Source excerpt:
Piliero, Mazza & Pargament, PLLC Vol. 3, Issue 4 July/Aug 2001
A R T I C L E S
INTELLECTUAL PROPERTY Supreme Court Rules on Internet Copyright Infringement
ON THE HILL Small Business Committee Update
Supreme Court Rules on Internet Copyright Infringement
In order to reach larger audiences, businesses are creating electronic versions of their company newsletters, brochures, and other publications, and publishing those materials on their web sites. While this can be an effective means of marketing, businesses should ensure that they do not run afoul of copyright laws in re-publishing these materials in electronic format. According to last month's Supreme Court ruling in New York Times Co., Inc. v. Tasini, 121 S.Ct. 2381 (June 25, 2001), the electronic re-publication of certain materials may expose companies to claims of copyright infringement by those who have not consented to the re-publication and distribution of their material in that fashion.
If material within a company's newsletter or other publication is written by the company's employees as part of their duties, the company will be considered the "author" of the material under the "works made for hire" doctrine, and therefore, free to re-publish electronic versions of the material. Consent from the employees is not required, and copyright infringement is not an issue.

Dataset section:
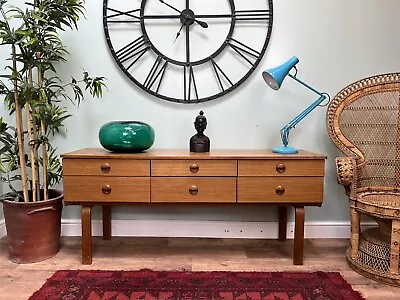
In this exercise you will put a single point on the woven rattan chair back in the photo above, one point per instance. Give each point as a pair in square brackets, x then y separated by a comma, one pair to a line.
[363, 120]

Task details:
Write out, word for word, the stretch of the Supreme Court copyright article above starting with "If material within" and going on through "not an issue.".

Solved exercise:
If material within a company's newsletter or other publication is written by the company's employees as part of their duties, the company will be considered the "author" of the material under the "works made for hire" doctrine, and therefore, free to re-publish electronic versions of the material. Consent from the employees is not required, and copyright infringement is not an issue.